§ **What you will do**
Given the records below, set each one down again exactly as it reads.

(Natural language region descriptions)
Start of Block

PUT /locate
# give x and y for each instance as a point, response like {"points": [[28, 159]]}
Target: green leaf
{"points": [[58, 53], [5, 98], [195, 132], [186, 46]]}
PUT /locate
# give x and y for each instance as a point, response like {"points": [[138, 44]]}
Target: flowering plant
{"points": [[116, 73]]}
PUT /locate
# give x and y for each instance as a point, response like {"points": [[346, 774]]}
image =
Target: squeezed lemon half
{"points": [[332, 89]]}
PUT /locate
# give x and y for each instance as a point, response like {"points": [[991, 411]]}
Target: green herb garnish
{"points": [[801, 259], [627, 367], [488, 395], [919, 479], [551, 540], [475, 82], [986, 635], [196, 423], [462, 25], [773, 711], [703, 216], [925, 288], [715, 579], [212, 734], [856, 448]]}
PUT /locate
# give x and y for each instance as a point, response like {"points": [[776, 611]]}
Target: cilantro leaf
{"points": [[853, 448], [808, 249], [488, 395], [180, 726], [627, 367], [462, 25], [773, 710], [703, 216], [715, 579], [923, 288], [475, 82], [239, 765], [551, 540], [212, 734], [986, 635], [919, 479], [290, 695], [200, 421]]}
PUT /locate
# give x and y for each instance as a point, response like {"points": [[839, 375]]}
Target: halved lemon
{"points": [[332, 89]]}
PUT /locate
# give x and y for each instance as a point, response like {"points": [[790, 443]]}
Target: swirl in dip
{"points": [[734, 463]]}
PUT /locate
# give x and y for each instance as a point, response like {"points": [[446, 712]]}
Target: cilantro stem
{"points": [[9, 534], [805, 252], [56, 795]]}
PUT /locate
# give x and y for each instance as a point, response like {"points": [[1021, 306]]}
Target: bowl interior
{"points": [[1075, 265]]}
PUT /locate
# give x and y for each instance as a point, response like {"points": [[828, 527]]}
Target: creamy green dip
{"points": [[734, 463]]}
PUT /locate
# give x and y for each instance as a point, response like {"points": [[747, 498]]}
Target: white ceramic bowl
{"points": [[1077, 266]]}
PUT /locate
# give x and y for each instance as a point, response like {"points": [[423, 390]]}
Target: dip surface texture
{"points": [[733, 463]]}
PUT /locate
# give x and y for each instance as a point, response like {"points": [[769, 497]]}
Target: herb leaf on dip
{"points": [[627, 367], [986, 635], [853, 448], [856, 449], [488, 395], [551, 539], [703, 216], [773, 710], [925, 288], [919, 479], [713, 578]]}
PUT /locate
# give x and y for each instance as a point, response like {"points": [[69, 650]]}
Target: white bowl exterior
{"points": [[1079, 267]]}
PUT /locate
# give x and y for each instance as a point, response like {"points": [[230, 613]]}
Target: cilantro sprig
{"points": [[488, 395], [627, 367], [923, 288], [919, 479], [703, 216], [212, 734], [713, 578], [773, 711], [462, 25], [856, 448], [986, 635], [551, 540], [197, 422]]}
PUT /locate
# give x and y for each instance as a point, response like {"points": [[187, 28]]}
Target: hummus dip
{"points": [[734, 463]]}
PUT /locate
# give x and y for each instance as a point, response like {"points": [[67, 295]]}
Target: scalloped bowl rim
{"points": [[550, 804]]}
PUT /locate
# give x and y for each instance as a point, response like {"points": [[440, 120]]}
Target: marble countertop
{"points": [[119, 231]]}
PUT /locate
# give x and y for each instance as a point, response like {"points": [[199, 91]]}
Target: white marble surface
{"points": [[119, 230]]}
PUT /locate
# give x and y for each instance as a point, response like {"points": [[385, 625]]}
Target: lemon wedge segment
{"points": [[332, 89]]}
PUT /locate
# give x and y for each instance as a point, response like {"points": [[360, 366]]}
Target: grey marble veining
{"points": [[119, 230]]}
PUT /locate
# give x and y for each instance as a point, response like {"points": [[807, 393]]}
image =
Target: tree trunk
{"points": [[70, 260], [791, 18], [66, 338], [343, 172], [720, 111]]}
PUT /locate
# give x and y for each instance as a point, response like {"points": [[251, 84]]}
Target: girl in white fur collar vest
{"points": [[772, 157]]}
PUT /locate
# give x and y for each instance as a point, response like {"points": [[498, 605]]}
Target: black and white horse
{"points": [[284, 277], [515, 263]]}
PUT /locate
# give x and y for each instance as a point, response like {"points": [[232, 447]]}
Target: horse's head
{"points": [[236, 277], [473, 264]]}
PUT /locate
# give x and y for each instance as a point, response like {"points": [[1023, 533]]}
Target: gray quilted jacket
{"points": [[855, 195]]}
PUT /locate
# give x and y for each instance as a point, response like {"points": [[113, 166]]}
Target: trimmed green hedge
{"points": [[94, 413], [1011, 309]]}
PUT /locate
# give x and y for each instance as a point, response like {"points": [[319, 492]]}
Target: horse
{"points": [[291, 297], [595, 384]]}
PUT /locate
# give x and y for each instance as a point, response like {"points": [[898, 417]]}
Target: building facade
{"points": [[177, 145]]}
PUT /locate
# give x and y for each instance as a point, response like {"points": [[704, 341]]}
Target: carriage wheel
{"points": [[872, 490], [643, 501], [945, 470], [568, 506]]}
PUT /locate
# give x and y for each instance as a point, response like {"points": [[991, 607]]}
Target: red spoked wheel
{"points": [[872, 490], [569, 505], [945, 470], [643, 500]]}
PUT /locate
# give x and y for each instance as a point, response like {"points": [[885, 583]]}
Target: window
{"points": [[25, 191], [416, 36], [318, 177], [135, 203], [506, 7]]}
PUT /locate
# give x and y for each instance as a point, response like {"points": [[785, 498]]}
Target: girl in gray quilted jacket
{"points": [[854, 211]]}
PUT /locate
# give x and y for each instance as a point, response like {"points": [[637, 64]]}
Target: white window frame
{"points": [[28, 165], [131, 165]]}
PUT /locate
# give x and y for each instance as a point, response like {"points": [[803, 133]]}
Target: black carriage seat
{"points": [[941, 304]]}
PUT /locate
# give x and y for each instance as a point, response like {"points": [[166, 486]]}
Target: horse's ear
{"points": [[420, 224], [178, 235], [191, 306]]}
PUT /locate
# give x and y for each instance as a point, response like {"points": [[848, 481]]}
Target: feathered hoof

End of Block

§ **Task solution**
PUT /locate
# give x and y for each instance as a point, response like {"points": [[28, 159]]}
Target: green leaf
{"points": [[58, 53], [5, 98], [195, 132], [186, 46]]}
PUT /locate
# give x and y for each instance as a point, response like {"points": [[138, 44]]}
Target: flowering plant
{"points": [[116, 73]]}
PUT /locate
# give x and y for each instance as a point, response like {"points": [[346, 774]]}
image =
Target: squeezed lemon half
{"points": [[332, 89]]}
PUT /locate
# give x and y for each instance as a point, response like {"points": [[991, 411]]}
Target: green herb garnish
{"points": [[801, 259], [627, 367], [488, 395], [919, 479], [551, 540], [475, 82], [986, 635], [196, 423], [462, 25], [773, 711], [703, 216], [925, 288], [715, 579], [212, 734], [856, 448]]}
PUT /locate
# give x and y for each instance as a point, response like {"points": [[776, 611]]}
Target: cilantro leaf
{"points": [[853, 448], [808, 249], [488, 395], [180, 726], [627, 367], [462, 25], [773, 710], [703, 216], [715, 579], [923, 288], [475, 82], [239, 765], [551, 540], [212, 734], [986, 635], [919, 479], [290, 695], [200, 421]]}
PUT /locate
# give x and y for each instance as a point, response like {"points": [[839, 375]]}
Target: halved lemon
{"points": [[332, 89]]}
PUT /locate
# give x and y for each instance as a point, response like {"points": [[790, 443]]}
Target: swirl in dip
{"points": [[734, 463]]}
PUT /locate
# give x and y for each instance as a point, response like {"points": [[446, 712]]}
Target: cilantro stem
{"points": [[9, 534], [805, 252], [56, 795]]}
PUT /locate
# give x and y for each instance as a point, response like {"points": [[1021, 306]]}
Target: bowl interior
{"points": [[1075, 265]]}
PUT /locate
# give x and y for each instance as a point, response like {"points": [[828, 527]]}
Target: creamy green dip
{"points": [[734, 463]]}
PUT /locate
# give x and y for each instance as a point, response like {"points": [[747, 498]]}
Target: white ceramic bowl
{"points": [[1077, 266]]}
PUT /locate
# give x and y for each instance as a point, response like {"points": [[423, 390]]}
Target: dip surface texture
{"points": [[733, 463]]}
PUT /locate
# give x and y for each instance as a point, response like {"points": [[769, 497]]}
Target: herb leaf on dip
{"points": [[627, 367], [986, 635], [853, 448], [856, 449], [488, 395], [551, 539], [703, 216], [773, 710], [925, 288], [919, 479], [713, 578]]}
PUT /locate
# give x and y for each instance as a point, response like {"points": [[69, 650]]}
Target: white bowl exterior
{"points": [[1079, 267]]}
PUT /locate
# give x and y for each instance as a point, response like {"points": [[230, 613]]}
Target: cilantro sprig
{"points": [[488, 395], [627, 367], [923, 288], [919, 479], [703, 216], [212, 734], [713, 578], [773, 711], [462, 25], [856, 448], [986, 635], [551, 540], [197, 422]]}
PUT /locate
# give x and y for each instance as a point, response like {"points": [[187, 28]]}
Target: hummus dip
{"points": [[734, 463]]}
PUT /locate
# give x and y for each instance as a point, response like {"points": [[67, 295]]}
Target: scalloped bowl rim
{"points": [[550, 804]]}
PUT /locate
# give x and y for each instance as a point, response like {"points": [[440, 120]]}
Target: marble countertop
{"points": [[119, 231]]}
PUT /locate
# give x and y for each instance as a point, response like {"points": [[199, 91]]}
Target: white marble surface
{"points": [[119, 230]]}
PUT /locate
# give x and y for each instance as a point, response like {"points": [[385, 625]]}
Target: lemon wedge segment
{"points": [[332, 89]]}
PUT /locate
# give x and y for each instance as a point, response like {"points": [[360, 366]]}
Target: grey marble veining
{"points": [[119, 230]]}
PUT /locate
# give x and y for each instance as a point, response like {"points": [[807, 393]]}
image =
Target: tree trunk
{"points": [[70, 260], [791, 18], [66, 338], [343, 172], [720, 111]]}
PUT /locate
# give x and y for each instance as a point, response like {"points": [[251, 84]]}
Target: girl in white fur collar vest
{"points": [[772, 157]]}
PUT /locate
# give x and y for each instance as a point, response like {"points": [[498, 605]]}
Target: black and white horse
{"points": [[284, 277], [515, 263]]}
PUT /locate
# give x and y for each instance as a point, response like {"points": [[232, 447]]}
Target: horse's head
{"points": [[236, 277], [473, 264]]}
PUT /locate
# give x and y for each instance as a point, response like {"points": [[1023, 533]]}
Target: gray quilted jacket
{"points": [[855, 195]]}
PUT /locate
# give x and y for each instance as a point, response like {"points": [[113, 166]]}
Target: trimmed green hedge
{"points": [[94, 413], [1011, 309]]}
PUT /locate
# give x and y for each instance as a point, response like {"points": [[319, 492]]}
Target: horse
{"points": [[291, 297], [595, 384]]}
PUT /locate
# give x and y for each instance as a point, response like {"points": [[898, 417]]}
Target: building facade
{"points": [[177, 145]]}
PUT /locate
# give x and y for each instance as a point, response like {"points": [[704, 341]]}
Target: carriage wheel
{"points": [[872, 490], [643, 501], [945, 470], [568, 506]]}
PUT /locate
# give x and y for each instance as a point, response like {"points": [[991, 607]]}
Target: red spoked wheel
{"points": [[872, 490], [569, 505], [945, 470], [643, 500]]}
PUT /locate
# give x and y for each instance as a point, response like {"points": [[885, 583]]}
Target: window
{"points": [[25, 191], [416, 36], [318, 177], [135, 203], [506, 7]]}
PUT /locate
# give x and y for each instance as a point, response like {"points": [[785, 498]]}
Target: girl in gray quilted jacket
{"points": [[854, 211]]}
PUT /locate
# give x and y for each instance as a point, response like {"points": [[637, 64]]}
Target: white window frame
{"points": [[28, 165], [131, 165]]}
PUT /locate
# give x and y for each instance as a point, response like {"points": [[803, 133]]}
Target: black carriage seat
{"points": [[941, 304]]}
PUT /locate
# give x and y for each instance as a point, response like {"points": [[166, 486]]}
Target: horse's ear
{"points": [[420, 224], [178, 235], [191, 306]]}
PUT /locate
# give x and y for each instance as a point, response like {"points": [[848, 481]]}
Target: feathered hoof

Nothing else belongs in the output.